**Exercise instructions:**
Every entry must be duplicated precisely as written.

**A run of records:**
===

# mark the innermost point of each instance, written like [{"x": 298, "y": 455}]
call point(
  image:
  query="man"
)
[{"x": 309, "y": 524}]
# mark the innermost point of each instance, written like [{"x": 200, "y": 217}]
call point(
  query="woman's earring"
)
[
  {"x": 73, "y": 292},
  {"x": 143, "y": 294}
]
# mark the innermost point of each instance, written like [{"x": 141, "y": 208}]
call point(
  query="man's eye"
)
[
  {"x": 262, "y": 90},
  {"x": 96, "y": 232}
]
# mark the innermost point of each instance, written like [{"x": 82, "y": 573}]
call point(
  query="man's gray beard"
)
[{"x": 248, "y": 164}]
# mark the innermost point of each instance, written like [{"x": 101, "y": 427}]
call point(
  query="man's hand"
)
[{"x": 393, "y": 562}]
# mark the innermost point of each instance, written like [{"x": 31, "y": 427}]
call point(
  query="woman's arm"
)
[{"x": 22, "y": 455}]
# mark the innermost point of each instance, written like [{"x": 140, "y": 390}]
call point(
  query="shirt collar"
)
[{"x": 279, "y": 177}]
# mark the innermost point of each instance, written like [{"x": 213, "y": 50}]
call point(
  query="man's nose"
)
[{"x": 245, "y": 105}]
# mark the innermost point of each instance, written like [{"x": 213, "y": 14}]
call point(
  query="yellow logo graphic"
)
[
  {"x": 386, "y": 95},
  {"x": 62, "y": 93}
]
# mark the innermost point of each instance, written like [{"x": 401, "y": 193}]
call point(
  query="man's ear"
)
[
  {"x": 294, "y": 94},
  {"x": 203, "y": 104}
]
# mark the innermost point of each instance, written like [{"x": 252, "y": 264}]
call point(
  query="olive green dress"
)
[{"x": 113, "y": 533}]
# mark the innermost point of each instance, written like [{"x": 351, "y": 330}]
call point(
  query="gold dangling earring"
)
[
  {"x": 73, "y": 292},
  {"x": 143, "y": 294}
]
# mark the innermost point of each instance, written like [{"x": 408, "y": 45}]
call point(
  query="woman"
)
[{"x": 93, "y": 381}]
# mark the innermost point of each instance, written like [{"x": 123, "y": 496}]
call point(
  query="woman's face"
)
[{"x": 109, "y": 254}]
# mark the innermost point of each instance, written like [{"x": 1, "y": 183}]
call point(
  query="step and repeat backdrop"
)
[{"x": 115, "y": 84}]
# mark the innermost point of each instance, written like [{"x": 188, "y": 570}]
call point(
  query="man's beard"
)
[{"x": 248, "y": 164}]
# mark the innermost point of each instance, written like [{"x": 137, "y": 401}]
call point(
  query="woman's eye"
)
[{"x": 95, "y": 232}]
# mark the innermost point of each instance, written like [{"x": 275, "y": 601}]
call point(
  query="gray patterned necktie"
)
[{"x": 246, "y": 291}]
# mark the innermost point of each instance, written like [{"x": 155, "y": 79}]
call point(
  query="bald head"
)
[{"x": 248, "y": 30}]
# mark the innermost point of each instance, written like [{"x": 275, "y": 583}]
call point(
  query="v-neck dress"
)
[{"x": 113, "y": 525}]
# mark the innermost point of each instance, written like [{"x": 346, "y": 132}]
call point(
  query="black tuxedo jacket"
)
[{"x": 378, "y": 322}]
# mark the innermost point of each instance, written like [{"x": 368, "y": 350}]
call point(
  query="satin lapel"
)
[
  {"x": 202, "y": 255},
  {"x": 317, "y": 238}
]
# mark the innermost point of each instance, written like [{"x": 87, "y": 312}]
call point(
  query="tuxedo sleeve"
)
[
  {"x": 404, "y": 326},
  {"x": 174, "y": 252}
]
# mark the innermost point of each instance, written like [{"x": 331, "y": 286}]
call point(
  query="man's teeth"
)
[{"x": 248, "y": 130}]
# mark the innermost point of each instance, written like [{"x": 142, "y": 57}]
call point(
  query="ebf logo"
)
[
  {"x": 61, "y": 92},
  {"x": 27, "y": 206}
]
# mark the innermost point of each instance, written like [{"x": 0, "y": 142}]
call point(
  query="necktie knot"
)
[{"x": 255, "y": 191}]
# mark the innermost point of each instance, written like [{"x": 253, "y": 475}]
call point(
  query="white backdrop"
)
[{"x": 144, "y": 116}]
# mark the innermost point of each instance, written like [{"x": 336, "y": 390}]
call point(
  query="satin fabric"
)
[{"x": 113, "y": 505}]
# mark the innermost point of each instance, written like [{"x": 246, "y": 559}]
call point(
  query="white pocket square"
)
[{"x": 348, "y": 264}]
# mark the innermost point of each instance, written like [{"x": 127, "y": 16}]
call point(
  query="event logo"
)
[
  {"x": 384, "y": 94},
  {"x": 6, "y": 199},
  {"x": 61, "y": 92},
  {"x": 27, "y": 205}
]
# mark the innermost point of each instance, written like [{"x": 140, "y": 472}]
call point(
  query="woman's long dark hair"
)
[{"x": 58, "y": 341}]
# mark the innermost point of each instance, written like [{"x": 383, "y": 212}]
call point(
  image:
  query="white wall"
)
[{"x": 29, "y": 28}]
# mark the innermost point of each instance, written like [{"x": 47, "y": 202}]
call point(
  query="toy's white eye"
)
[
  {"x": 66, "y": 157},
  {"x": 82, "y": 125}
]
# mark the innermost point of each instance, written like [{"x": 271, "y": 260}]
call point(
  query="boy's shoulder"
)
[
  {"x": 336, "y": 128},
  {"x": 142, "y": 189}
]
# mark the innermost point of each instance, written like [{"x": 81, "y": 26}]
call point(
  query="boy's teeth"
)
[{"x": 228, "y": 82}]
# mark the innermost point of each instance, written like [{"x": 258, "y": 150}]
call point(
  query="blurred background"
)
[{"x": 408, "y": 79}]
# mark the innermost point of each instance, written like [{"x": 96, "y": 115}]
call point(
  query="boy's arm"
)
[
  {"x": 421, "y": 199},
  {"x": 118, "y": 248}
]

===

**Written response:**
# mark the innermost point of each instance, written like [{"x": 298, "y": 455}]
call point(
  image:
  query="man"
)
[{"x": 309, "y": 524}]
# mark the innermost point of each instance, written like [{"x": 200, "y": 217}]
call point(
  query="woman's earring"
)
[
  {"x": 73, "y": 292},
  {"x": 143, "y": 294}
]
# mark the innermost point of each instance, written like [{"x": 141, "y": 208}]
call point(
  query="man's eye"
)
[
  {"x": 262, "y": 90},
  {"x": 96, "y": 232}
]
# mark the innermost point of each instance, written like [{"x": 82, "y": 573}]
call point(
  query="man's gray beard"
)
[{"x": 248, "y": 164}]
# mark the innermost point of each instance, written like [{"x": 101, "y": 427}]
call point(
  query="man's hand"
)
[{"x": 393, "y": 562}]
# mark the innermost point of each instance, written like [{"x": 31, "y": 427}]
call point(
  query="woman's arm"
)
[{"x": 22, "y": 455}]
# mark the innermost point of each instance, written like [{"x": 140, "y": 390}]
call point(
  query="shirt collar"
)
[{"x": 279, "y": 177}]
# mark the innermost point of each instance, written like [{"x": 213, "y": 50}]
call point(
  query="man's nose"
)
[{"x": 245, "y": 105}]
# mark the innermost point of each instance, written like [{"x": 213, "y": 14}]
call point(
  query="yellow logo graphic"
)
[
  {"x": 386, "y": 95},
  {"x": 62, "y": 93}
]
# mark the innermost point of each instance, written like [{"x": 401, "y": 193}]
call point(
  query="man's ear"
)
[
  {"x": 294, "y": 94},
  {"x": 203, "y": 104}
]
# mark the innermost point of each instance, written like [{"x": 252, "y": 264}]
call point(
  query="olive green dress"
)
[{"x": 113, "y": 533}]
# mark the innermost point of each instance, written like [{"x": 351, "y": 330}]
call point(
  query="gold dangling earring"
)
[
  {"x": 73, "y": 292},
  {"x": 143, "y": 294}
]
# mark the innermost point of each instance, written like [{"x": 408, "y": 45}]
call point(
  query="woman"
)
[{"x": 93, "y": 381}]
# mark the innermost point of each instance, written like [{"x": 123, "y": 496}]
call point(
  query="woman's face"
)
[{"x": 109, "y": 254}]
# mark the innermost point of each instance, written like [{"x": 1, "y": 183}]
call point(
  query="step and repeat backdrop"
)
[{"x": 115, "y": 84}]
# mark the innermost point of each instance, written like [{"x": 188, "y": 570}]
call point(
  query="man's beard"
)
[{"x": 248, "y": 164}]
# mark the innermost point of each instance, written like [{"x": 137, "y": 401}]
call point(
  query="woman's eye"
)
[{"x": 95, "y": 232}]
# mark the innermost point of each instance, written like [{"x": 275, "y": 601}]
call point(
  query="gray patterned necktie"
)
[{"x": 246, "y": 291}]
# mark the innermost point of each instance, written like [{"x": 155, "y": 79}]
call point(
  query="bald head"
)
[{"x": 248, "y": 30}]
# mark the innermost point of each instance, written like [{"x": 275, "y": 583}]
call point(
  query="v-neck dress"
)
[{"x": 113, "y": 525}]
# mark the innermost point of each instance, written like [{"x": 346, "y": 132}]
call point(
  query="black tuxedo jacket"
)
[{"x": 378, "y": 322}]
# mark the innermost point of each instance, written like [{"x": 368, "y": 350}]
call point(
  query="satin lapel"
)
[
  {"x": 202, "y": 255},
  {"x": 317, "y": 238}
]
# mark the innermost point of each instance, written like [{"x": 87, "y": 312}]
call point(
  query="tuxedo sleeve"
)
[
  {"x": 404, "y": 326},
  {"x": 174, "y": 252}
]
# mark the innermost point of each instance, written like [{"x": 331, "y": 286}]
call point(
  query="man's teeth"
)
[{"x": 248, "y": 130}]
# mark the innermost point of each instance, written like [{"x": 142, "y": 57}]
call point(
  query="ebf logo"
)
[
  {"x": 61, "y": 92},
  {"x": 27, "y": 206}
]
# mark the innermost point of each instance, written like [{"x": 0, "y": 142}]
call point(
  query="necktie knot"
)
[{"x": 255, "y": 191}]
# mark the innermost point of each instance, written like [{"x": 253, "y": 475}]
call point(
  query="white backdrop"
)
[{"x": 144, "y": 116}]
# mark the innermost point of each instance, written like [{"x": 336, "y": 390}]
call point(
  query="satin fabric"
)
[{"x": 113, "y": 505}]
# mark the innermost point of each instance, written like [{"x": 246, "y": 559}]
call point(
  query="white pocket square"
)
[{"x": 348, "y": 264}]
# mark the innermost point of each instance, written like [{"x": 127, "y": 16}]
call point(
  query="event logo"
)
[
  {"x": 384, "y": 94},
  {"x": 6, "y": 199},
  {"x": 61, "y": 92},
  {"x": 27, "y": 205}
]
# mark the innermost point of each instance, written like [{"x": 140, "y": 472}]
call point(
  query="woman's long dark hair"
)
[{"x": 58, "y": 341}]
# mark the innermost point of each instance, written like [{"x": 383, "y": 212}]
call point(
  image:
  query="white wall"
)
[{"x": 29, "y": 28}]
# mark the innermost point of each instance, written like [{"x": 47, "y": 202}]
call point(
  query="toy's white eye"
)
[
  {"x": 66, "y": 157},
  {"x": 82, "y": 125}
]
# mark the innermost point of each instance, written like [{"x": 271, "y": 260}]
call point(
  query="boy's shoulder"
)
[
  {"x": 336, "y": 128},
  {"x": 142, "y": 189}
]
# mark the innermost point of each instance, written like [{"x": 81, "y": 26}]
call point(
  query="boy's teeth"
)
[{"x": 228, "y": 82}]
# mark the innermost point of each instance, written like [{"x": 258, "y": 150}]
call point(
  query="blurred background"
)
[{"x": 408, "y": 79}]
# mark the innermost point of each instance, written like [{"x": 96, "y": 115}]
call point(
  query="boy's arm"
)
[
  {"x": 421, "y": 199},
  {"x": 118, "y": 248}
]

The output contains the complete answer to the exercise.